---- Data records

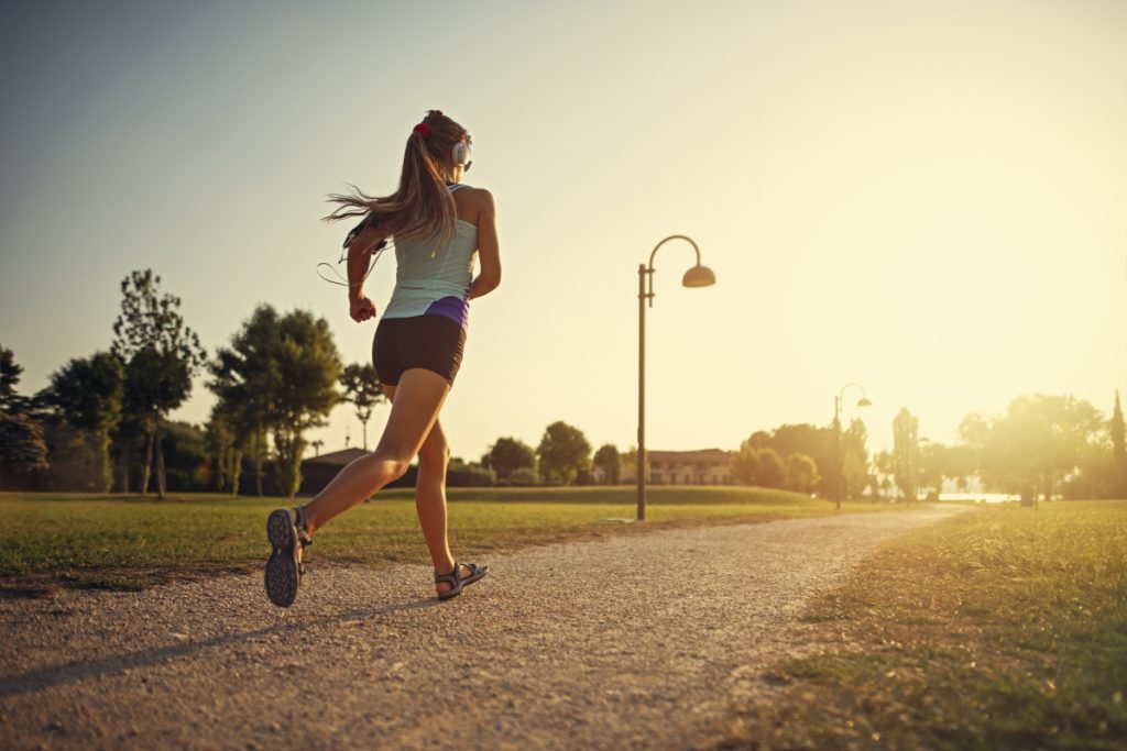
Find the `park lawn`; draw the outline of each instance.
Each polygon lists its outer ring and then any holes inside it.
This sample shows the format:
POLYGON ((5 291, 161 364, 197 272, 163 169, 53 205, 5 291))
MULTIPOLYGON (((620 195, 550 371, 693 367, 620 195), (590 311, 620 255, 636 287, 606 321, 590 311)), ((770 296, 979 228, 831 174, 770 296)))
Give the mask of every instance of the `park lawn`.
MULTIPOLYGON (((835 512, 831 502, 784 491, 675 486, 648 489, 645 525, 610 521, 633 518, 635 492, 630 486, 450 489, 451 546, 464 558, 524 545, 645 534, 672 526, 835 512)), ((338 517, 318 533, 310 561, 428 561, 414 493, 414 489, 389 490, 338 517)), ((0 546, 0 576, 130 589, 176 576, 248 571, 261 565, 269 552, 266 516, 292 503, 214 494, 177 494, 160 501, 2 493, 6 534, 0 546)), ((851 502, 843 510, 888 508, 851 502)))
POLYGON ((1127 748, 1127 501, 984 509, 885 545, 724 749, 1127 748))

--------
---- Data records

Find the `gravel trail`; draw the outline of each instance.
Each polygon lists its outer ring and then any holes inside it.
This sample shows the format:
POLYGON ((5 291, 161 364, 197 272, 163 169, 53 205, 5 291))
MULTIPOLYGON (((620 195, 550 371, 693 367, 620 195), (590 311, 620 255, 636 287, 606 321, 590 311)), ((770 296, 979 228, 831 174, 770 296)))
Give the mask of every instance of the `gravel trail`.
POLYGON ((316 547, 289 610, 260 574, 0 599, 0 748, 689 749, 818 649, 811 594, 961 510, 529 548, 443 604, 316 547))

--------

• _Do this_: Please tally the lines in the records above that contain the string "mask", counting only matches with the same case, and reply with the number alone.

• _Problem solution_: 2